* **DIRECTION 1**: Summarize the forum post about installing FreeBSD on a Netra T1 in two sentences.
* **DIRECTION 2**: Carry the forum post about installing FreeBSD on a Netra T1 forward from its last line.

* **TEXT EXCERPT**:

————————

I have checked the URL http://pkg.FreeBSD.org/FreeBSD:11:sparc64/quarterly/meta.txz in a browser and I get a 404 error. What would be the correct URL and where would I configure this ?

I suppose it is also possible that I am on the wrong path and have mised an important step after the installation, I am wondering does anybody know a solution to above problem or has a link to a well done up-to-date HowTo for sparc64 on a headless Netra T1 via console cable  ?

My hardware:
lom>show
escape                  #.
model                   Netra T1 200
cut....../cut
lom>

I have installed from FreeBSD-11.1-RELEASE-sparc64-dvd1.iso via tftp for the loader and nfs.

Kind Regards
Jan


----------



## ljboiler (Sep 23, 2017)

————————

* **DATA SECTION**:
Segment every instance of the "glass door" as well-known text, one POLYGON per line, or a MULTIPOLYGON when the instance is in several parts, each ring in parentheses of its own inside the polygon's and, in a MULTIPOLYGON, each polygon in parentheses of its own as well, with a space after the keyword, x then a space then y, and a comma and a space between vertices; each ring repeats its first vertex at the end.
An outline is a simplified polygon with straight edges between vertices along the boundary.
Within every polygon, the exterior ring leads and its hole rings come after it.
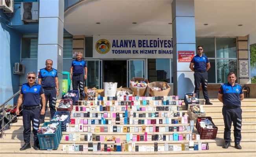
MULTIPOLYGON (((129 76, 129 81, 133 77, 145 78, 145 59, 131 59, 129 60, 129 71, 127 76, 129 76)), ((128 63, 127 63, 128 64, 128 63)), ((129 86, 129 82, 127 82, 129 86)))
POLYGON ((86 60, 87 66, 87 78, 85 86, 88 88, 100 88, 99 60, 86 60))

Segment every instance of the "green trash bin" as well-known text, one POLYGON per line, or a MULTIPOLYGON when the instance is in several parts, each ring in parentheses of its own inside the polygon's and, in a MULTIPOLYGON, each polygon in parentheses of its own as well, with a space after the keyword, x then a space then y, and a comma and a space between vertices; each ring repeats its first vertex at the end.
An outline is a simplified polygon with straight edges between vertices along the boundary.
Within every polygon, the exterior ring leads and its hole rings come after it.
POLYGON ((64 95, 68 91, 70 90, 71 80, 69 78, 69 72, 63 71, 62 72, 62 95, 64 95))

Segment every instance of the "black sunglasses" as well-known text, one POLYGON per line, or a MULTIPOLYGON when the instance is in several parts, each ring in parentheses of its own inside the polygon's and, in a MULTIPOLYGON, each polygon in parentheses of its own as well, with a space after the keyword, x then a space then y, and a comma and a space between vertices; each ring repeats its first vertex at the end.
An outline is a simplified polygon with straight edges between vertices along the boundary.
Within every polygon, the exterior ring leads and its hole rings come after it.
POLYGON ((33 80, 35 80, 35 77, 31 77, 31 76, 29 76, 28 77, 28 79, 31 79, 31 78, 32 78, 32 79, 33 79, 33 80))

————————

* **RESPONSE 1**: Opening http://pkg.FreeBSD.org/FreeBSD:11:sparc64/quarterly/meta.txz in a browser returns a 404 error, and the poster asks for the correct URL and where to configure it. Having installed FreeBSD-11.1-RELEASE-sparc64-dvd1.iso via tftp and NFS on a Netra T1 200, the poster also asks whether a step after installation was missed and requests a solution or an up-to-date HowTo for sparc64 on a headless Netra T1 via console cable.

* **RESPONSE 2**:
I don't believe there is a pkg repository for the sparc64 architecture.  You'll have to build whatever you want from the ports collection, and even then you might find some ports that don't build for sparc64.


----------



## snoozer (Sep 23, 2017)

Ah.... that would explain that. OK, I will try to see how far I get with the ports.

Thanks anyway !
Jan


----------



## SirDice (Sep 25, 2017)

Note that SPARC64 is a Tier 2 architecture.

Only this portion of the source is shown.